WHAT YOU NEED TO DO »
Please turn the records below into a numbered list, one line per item, leaving out any blank lines.

________________________________________

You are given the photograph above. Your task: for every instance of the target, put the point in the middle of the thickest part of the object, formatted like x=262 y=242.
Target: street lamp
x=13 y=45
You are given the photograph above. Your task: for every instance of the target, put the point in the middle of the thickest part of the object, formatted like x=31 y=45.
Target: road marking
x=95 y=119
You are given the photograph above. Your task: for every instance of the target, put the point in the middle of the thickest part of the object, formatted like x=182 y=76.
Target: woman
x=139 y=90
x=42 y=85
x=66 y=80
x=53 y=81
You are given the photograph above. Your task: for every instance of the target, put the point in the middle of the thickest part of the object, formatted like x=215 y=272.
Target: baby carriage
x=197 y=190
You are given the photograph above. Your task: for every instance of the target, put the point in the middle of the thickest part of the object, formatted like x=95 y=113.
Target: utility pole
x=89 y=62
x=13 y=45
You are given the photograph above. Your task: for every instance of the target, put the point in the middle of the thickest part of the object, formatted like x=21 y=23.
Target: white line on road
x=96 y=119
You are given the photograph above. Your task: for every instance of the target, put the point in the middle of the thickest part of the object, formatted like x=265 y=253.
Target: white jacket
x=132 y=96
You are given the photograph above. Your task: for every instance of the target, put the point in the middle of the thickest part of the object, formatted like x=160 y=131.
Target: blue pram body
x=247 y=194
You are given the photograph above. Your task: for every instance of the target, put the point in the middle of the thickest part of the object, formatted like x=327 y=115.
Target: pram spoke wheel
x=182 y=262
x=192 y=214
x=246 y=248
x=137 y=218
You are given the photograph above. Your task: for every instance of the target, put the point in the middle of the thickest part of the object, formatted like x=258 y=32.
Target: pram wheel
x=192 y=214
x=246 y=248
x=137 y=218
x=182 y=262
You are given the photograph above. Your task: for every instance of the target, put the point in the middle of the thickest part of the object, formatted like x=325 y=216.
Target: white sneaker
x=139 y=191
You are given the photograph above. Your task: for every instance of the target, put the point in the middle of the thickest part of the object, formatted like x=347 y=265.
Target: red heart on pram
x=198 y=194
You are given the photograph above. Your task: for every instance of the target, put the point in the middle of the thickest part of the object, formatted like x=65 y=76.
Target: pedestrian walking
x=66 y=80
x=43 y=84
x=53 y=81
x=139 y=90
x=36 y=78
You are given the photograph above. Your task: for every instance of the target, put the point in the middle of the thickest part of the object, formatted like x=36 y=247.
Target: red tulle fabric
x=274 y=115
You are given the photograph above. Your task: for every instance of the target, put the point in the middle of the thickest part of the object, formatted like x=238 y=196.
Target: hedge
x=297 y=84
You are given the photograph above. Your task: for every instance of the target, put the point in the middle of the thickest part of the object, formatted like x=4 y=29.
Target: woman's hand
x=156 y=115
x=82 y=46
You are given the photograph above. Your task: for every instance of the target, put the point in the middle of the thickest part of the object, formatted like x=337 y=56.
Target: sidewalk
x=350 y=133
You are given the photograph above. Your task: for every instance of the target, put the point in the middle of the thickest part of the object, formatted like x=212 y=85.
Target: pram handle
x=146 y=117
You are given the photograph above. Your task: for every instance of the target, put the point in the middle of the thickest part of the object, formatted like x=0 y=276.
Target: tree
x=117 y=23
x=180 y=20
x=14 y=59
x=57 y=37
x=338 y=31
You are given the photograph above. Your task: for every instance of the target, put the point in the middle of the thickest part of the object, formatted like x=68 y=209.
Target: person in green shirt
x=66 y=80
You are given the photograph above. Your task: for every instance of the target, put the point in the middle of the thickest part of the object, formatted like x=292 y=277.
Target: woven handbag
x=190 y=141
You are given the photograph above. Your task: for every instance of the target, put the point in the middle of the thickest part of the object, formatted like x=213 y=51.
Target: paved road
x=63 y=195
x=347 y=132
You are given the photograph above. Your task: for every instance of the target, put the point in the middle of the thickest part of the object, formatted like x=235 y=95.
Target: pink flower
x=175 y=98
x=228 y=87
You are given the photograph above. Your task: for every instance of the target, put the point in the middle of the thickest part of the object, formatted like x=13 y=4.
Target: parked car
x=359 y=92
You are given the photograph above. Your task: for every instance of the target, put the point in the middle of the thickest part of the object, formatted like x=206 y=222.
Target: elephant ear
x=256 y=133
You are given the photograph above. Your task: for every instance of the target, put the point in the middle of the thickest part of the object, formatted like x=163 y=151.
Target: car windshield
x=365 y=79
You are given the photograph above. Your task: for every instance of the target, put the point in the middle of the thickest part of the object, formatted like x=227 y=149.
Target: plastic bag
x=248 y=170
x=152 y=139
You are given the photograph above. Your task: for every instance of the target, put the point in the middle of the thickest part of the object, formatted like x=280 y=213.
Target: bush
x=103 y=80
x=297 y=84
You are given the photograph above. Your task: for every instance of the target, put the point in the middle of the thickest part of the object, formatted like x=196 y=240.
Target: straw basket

________________________________________

RIGHT ANSWER »
1. You are given the photograph above. Your task: for every instance of the target, put the point in the middle of the thickest part of the object, formatted like x=262 y=242.
2. Target: street lamp
3. x=13 y=45
4. You are given the photograph above. Your task: for every instance of the target, put the point in the middle of the thickest part of the object, formatted like x=31 y=45.
5. Target: road marking
6. x=95 y=119
7. You are given the photograph above. Your task: for every instance of the target, put the point in the middle of the thickest part of the object, formatted like x=182 y=76.
8. Target: woman
9. x=139 y=90
10. x=42 y=85
11. x=66 y=80
12. x=53 y=81
13. You are given the photograph above. Your task: for every instance of the target, put the point in the middle of the thickest part of the object, formatted like x=215 y=272.
14. Target: baby carriage
15. x=197 y=190
16. You are given the photograph above. Your task: for every instance of the target, put the point in the middle of the thickest part of the object, formatted like x=95 y=113.
17. Target: utility pole
18. x=89 y=62
19. x=13 y=45
20. You are given the photograph above. Your task: for every instance of the target, put the point in the middle of the thickest part of the object, formatted like x=21 y=23.
21. Target: white line on road
22. x=96 y=119
23. You are given the photograph above. Your task: for every instance of the target, put the point in the middle of the thickest part of the object, formatted like x=265 y=253.
24. Target: white jacket
25. x=132 y=96
26. You are given the photograph above. Your task: for every instance of the target, put the point in the middle of the thickest part of the object, formatted like x=160 y=131.
27. Target: blue pram body
28. x=247 y=194
29. You are given the photograph above. Your task: for every instance of the target, put the point in the middle of the thickest part of the object, formatted like x=327 y=115.
30. Target: pram spoke wheel
31. x=182 y=262
32. x=192 y=214
33. x=246 y=248
34. x=137 y=218
35. You are given the photograph above. Your task: for every instance of the target, put the point in the middle of the thickest part of the object, formatted like x=258 y=32.
36. Target: pram wheel
37. x=192 y=214
38. x=246 y=248
39. x=137 y=218
40. x=182 y=262
41. You are given the photograph above. Your task: for every instance of the target, put the point in the middle of the thickest part of the object, formatted like x=325 y=216.
42. Target: white sneaker
43. x=139 y=191
44. You are given the photograph above. Your task: for every instance of the target, put the point in the middle of the thickest part of the object, formatted like x=347 y=265.
45. Target: red heart on pram
46. x=198 y=194
47. You are given the photograph above. Your task: for every instance of the target, put the point in the middle of the thickest part of the object, formatted like x=65 y=76.
48. Target: pedestrian walking
49. x=66 y=80
50. x=43 y=84
51. x=53 y=81
52. x=139 y=90
53. x=36 y=78
54. You are given the photograph above. Your task: for every instance of the target, put the point in the middle of the thickest part of the object, formatted like x=36 y=247.
55. Target: red tulle fabric
56. x=274 y=115
57. You are given the photograph above. Your task: for every instance of the target, put the point in the middle of the thickest part of the object, formatted like x=238 y=196.
58. Target: hedge
59. x=297 y=84
60. You are given the photograph above. Your task: for every instance of the target, put the point in the middle of the thickest part of the object, formatted like x=4 y=29.
61. Target: woman's hand
62. x=156 y=115
63. x=82 y=46
64. You are given the photograph above. Your task: for every instance of the target, put the point in the middle of the thickest part of the object, formatted like x=337 y=56.
65. Target: sidewalk
66. x=350 y=133
67. You are given the photograph above. Your task: for every instance of the target, put the point in the middle of the thickest part of the object, formatted like x=212 y=85.
68. Target: pram handle
69. x=146 y=117
70. You are given the photograph above. Your task: for every instance of the target, put the point in the middle of the thickest part of the object, formatted like x=0 y=276.
71. Target: tree
72. x=117 y=23
73. x=180 y=20
74. x=14 y=59
75. x=57 y=37
76. x=338 y=31
77. You are given the photograph above. Your task: for every instance of the target, put the point in the middle of the thickest part of the object, formatted like x=68 y=209.
78. Target: person in green shirt
79. x=66 y=80
80. You are given the photograph above. Your task: for every instance of the target, put the point in the middle of the thickest part of the object, formatted like x=292 y=277.
81. Target: woven handbag
82. x=190 y=141
83. You are given the photograph above. Your task: for every instance of the target, put the point in the middle of the thickest part of the object, formatted like x=213 y=51.
84. Target: paved road
85. x=63 y=195
86. x=347 y=132
87. You are given the photograph above. Your task: for every instance of the target, put the point in the middle of the thickest part of the object, formatted like x=235 y=95.
88. Target: pink flower
89. x=175 y=98
90. x=228 y=87
91. You are given the photograph above. Your task: for every instance of the target, put the point in the middle of the thickest part of the object, formatted like x=13 y=4.
92. Target: parked car
93. x=359 y=92
94. You are given the photograph above. Your task: for every instance of the target, put the point in the middle of the thickest part of the object, formatted like x=206 y=222.
95. Target: elephant ear
96. x=256 y=133
97. You are given the photograph above. Your task: for every instance of the target, put the point in the middle of the thickest part of the object, formatted like x=163 y=151.
98. Target: car windshield
99. x=365 y=79
100. You are given the photograph above. Your task: for every instance of the target, put the point in the middle of the thickest part of the object, formatted like x=227 y=149.
101. Target: plastic bag
102. x=248 y=170
103. x=152 y=139
104. You are given the photograph above. Your task: for every instance of the target, put the point in the middle of the thickest part of the object, formatted like x=280 y=213.
105. Target: bush
106. x=103 y=80
107. x=297 y=84
108. You are given the photograph above. Your task: for every instance of the target, put the point in the middle of the thickest part of the object, formatted like x=196 y=240.
109. Target: straw basket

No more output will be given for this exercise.